**WHAT TO WORK ON:** Please extract, word for word, the part of the music industry passage that opens with the words containing "The crisis within" and closes with "they now lead.".

**PASSAGE PROVIDED:**
+++++
Headquartered in Ann Arbor, Mich., Borders Group is a leading global retailer of books, music and movies with more than 1,200 stores and over 35,000 employees worldwide. More detailed information on the company is available at www.bordersgroupinc.com.


----------



## robert newman

I've said it before, but perhaps it may be right to repeat it here. The crisis that exists within the classical music business (i.e. the fall in sales of CD's etc) is NOT really the result of more and more people downloading classical music from the internet. Such an explanation sounds convincing. But it's simply not true. 

The crisis within the retail music industry came about long before the craze from free downloads. It arrived because THE RECORDING INDUSTRY and particular artists made huge and obscene amounts of money from the business of classical music recordings. (Read for example Norman Lebrecht's 'Managers, Maestros and the Corporate Murder of Classical Music - 'When the Music Stops'). The colossal sums of money paid to famous soloists served nobody except the elite within the industry. 

NAXOS arrived and did some good work. I personally think that NAXOS and others like them should do a lot better. They should provide music listeners with the software/hardware to download virtually ANY music and also the recordings themselves. Until they do both NAXOS will be under as much pressure as the industry they now lead.
+++++
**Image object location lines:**
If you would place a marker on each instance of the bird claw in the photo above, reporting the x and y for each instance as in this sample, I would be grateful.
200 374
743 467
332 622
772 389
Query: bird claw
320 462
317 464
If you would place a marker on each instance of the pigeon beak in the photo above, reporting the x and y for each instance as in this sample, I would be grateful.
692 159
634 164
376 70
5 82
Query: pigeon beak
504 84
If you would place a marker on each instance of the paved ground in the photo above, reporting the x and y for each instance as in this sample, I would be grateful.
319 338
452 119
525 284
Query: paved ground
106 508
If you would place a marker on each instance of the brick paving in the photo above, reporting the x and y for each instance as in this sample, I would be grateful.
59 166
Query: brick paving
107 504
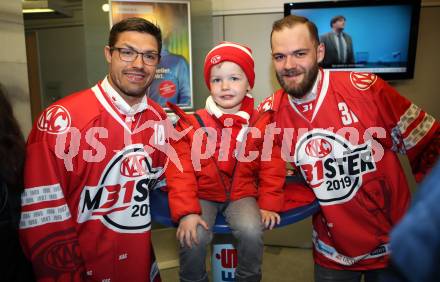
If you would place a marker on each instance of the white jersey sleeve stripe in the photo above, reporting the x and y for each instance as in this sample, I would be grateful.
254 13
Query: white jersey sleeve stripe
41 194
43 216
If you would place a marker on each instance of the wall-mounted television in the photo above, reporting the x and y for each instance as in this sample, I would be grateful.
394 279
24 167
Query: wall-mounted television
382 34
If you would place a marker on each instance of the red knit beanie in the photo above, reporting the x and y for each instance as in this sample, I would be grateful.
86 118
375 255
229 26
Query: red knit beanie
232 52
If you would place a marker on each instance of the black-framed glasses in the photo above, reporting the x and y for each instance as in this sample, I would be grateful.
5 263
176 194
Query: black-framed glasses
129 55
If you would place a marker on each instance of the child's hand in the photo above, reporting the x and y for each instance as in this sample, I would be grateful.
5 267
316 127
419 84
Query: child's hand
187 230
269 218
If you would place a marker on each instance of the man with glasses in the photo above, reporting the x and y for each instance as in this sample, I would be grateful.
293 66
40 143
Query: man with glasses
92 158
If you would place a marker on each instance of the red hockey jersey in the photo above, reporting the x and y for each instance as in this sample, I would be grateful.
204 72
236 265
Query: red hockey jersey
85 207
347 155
+++++
**TASK SOLUTION:**
The crisis within the retail music industry came about long before the craze from free downloads. It arrived because THE RECORDING INDUSTRY and particular artists made huge and obscene amounts of money from the business of classical music recordings. (Read for example Norman Lebrecht's 'Managers, Maestros and the Corporate Murder of Classical Music - 'When the Music Stops'). The colossal sums of money paid to famous soloists served nobody except the elite within the industry. 

NAXOS arrived and did some good work. I personally think that NAXOS and others like them should do a lot better. They should provide music listeners with the software/hardware to download virtually ANY music and also the recordings themselves. Until they do both NAXOS will be under as much pressure as the industry they now lead.